#### [What to do]
**a.** In the blog post "Of Material Things", what was the exact location in Bangsar where the writer faced difficult choices about what to buy?
**b.** Give every stop the blog post "Of Material Things" lists for the trip ferrying Ma, starting from her office.

#### [Passage]
****************************************

Thursday, November 26, 2009

Of Material Things

Was with Ma in a tour of duty ferrying her from her office in Jalan Duta to Hartamas to TTDI to Bangsar to Granma's in Ampang to Putrajaya.

It was at Bangsar (Bangsar Village to be exact) when I was faced with difficult choices. What to buy... ?

- Paramore's Brand New Eyes album? (RM39.90)
- Micheal Critchton's Pirate Latittudes (RM69.90)
- Stephen King's Under the Dome (RM89.90 pretty cheap for a very thick hardcover which can kill with a good whallop)
- A brand new Aliens series (RM16.90 x 3. Dunno how long I havta wait for the ramainders)
- Save for marriage (~RM30-50K. Whenever that will be)

Except for the last, the rest are all material stuff which is really not a matter of life or death. I can live without them and others too... It was only this morning when I saw beggars lined up waiting for whatever crumbs of alms they are able to recieve did I realized how materialistic I am.

While I thought of getting comic books and CDs, they thought of how to survive the day, how to feed their malnourished, FTT (failure to thrive) kids.

Masyallah. I always thought myself as being one of the least materialistic among my colleagues (I dont really care about car brands, clothing, techs, big houses, whatever) but mebe I was wrong. I am materialistic in my own way. In a very insignificant way.

****************************************

#### [Source data]
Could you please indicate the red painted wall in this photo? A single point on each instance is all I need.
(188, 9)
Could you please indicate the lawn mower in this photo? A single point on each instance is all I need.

****************************************

#### [Solutions below]
**a.** Bangsar Village

**b.**
- Ma's office in Jalan Duta
- Hartamas
- TTDI
- Bangsar
- Granma's in Ampang
- Putrajaya